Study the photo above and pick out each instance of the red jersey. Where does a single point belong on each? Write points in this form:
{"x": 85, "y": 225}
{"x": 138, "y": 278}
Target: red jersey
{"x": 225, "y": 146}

══════

Rewrite the rows above, swapping every "red jersey" for "blue jersey" and leaving everything else unchanged.

◆ Finished answer:
Study the photo above and pick out each instance of the blue jersey. Where does a single point belong on each? Write points in this form:
{"x": 85, "y": 225}
{"x": 138, "y": 278}
Target: blue jersey
{"x": 225, "y": 146}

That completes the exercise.